▶ _TEXT PASSAGE_
╭──
Is the Pursuit of Perfection Helping or Harming Your Business?

Jim Collins wrote that "good is the enemy of great" to indicate that settling for "good enough" often resulted in teams that stopped striving for great results.

But what if great is also the enemy of the good?

While many business programs strive for perfection, a singular focus on reaching it can often cause more harm than good to your company. Here's why.

Perfection Slows Down Your Quest for Improvement

While striving for perfection can feel motivating or even necessary, it's ultimately a path to a dead end. When you reach "perfection," there's nothing more to do. There's no more room to grow.

Setting perfection as your end point, whether or not you reach it, has two negative effects on your company. First, it indicates that growth, learning and development have an end point. Teams are less likely to embrace learning as a lifelong, life-enriching activity and see it as one more task to slog through until they can rest.

Second, demanding perfection greatly slows down the introduction of new products and services. When teams feel pressure to make every detail perfect, they spend far more time in the planning, research and development stages.

While more time and forethought may seem like a good thing, ultimately, innovation suffers. Delaying a product or service's release until every detail is just right eliminates the chance to learn from customer feedback. Instead of letting those who actually buy from you tell you what's great, you try to guess their needs - and can easily fail.

Also, in a fast-paced business world, those who are first to market often end up owning the space, even if their product ends up being inferior to later iterations from competitors. Too much emphasis on perfection relegates your company to the position of follower - a space in which it's tough to build a brand and even tougher to charge a premium for high-quality products and services.
╰──
▶ _STATED EXERCISE A_
In the article on perfection in business, what are the two negative effects of setting perfection as your end point?
▶ _STATED EXERCISE B_
Continue the article on perfection in business from the point where the text above ends.

▶ _Object outline annotations_
╭──
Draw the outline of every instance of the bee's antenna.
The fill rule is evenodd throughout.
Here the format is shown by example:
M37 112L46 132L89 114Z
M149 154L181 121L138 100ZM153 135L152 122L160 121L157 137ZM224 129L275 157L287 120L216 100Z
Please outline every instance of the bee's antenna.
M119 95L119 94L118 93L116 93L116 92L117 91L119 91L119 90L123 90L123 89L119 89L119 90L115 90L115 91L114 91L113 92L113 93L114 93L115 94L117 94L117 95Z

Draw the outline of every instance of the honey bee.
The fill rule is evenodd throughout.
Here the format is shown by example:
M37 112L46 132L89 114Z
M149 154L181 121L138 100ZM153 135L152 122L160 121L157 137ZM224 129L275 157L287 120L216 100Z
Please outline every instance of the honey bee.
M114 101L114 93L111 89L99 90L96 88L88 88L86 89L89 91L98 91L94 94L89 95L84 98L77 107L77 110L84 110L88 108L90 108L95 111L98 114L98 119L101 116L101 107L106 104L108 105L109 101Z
╰──
▶ _RIGHT ANSWER A_
It signals that growth, learning and development have an end point, and it greatly slows down the introduction of new products and services.

▶ _RIGHT ANSWER B_
Perfection Raises Stress Levels

A study published in the Journal of the American Psychological Association in 2017 found that perfectionism is both increasing in the U.S. and that it is causing more stress among those who consider themselves perfectionists.

Perfectionism is typically divided into three types: self-oriented, other-oriented and socially prescribed perfectionism. All three can have a negative effect on workers' performance and thus on the performance of the companies they serve.

Self-oriented perfectionists are their own worst enemies. These perfectionists hold themselves to extremely high standards - often, far beyond a standard they can reasonably achieve. They often have a constant review of their own actions and decisions going in their heads, searching for the tiniest possible errors. And when something goes wrong on the team, they take all the blame themselves.

Other-oriented perfectionists turn this criticism outward. They hold others to unrealistic standards. As a result, they find it difficult to trust. In the workplace, they may be overworked as they try to take on everyone else's tasks, or they may fail to hold up their end of the load, convinced that anything they do is better than what their team members will contribute.

Socially prescribed perfectionism is driven by the perception (accurate or not) that others are holding you to an unrealistic standard. While some workers are naturally hyperaware of what others think, often, a team that doesn't struggle with the stress of perfectionism will start to do so when it becomes clear their boss or company's leadership is judging them by an unrealistic standard.

Under this form of perfectionism, the sense of self-worth begins to break down, causing workers' results to suffer. "If I'm never going to be good enough," the reasoning goes, "why bother?"

If the Goal Isn't Perfection, What Is It?

Businesses aren't entirely responsible for their employees' orientation toward perfectionism. However, a company's environment and culture can have a profound effect on whether employees' desire for the perfect drives their work or burns them out.

Start by encouraging a shift away from perfection and toward curiosity, learning and growth. Relax the standards for new and experimental projects and eliminate penalties for failure, especially in the early stages. Create space for workers to try new things with the understanding that it's OK to fail - the important thing was to learn something from the experience.

By positing learning as a lifelong activity, companies take the ceiling off their own growth. The goal becomes not perfection, but continual understanding and innovation in a rapidly changing world: a recipe for long-term success.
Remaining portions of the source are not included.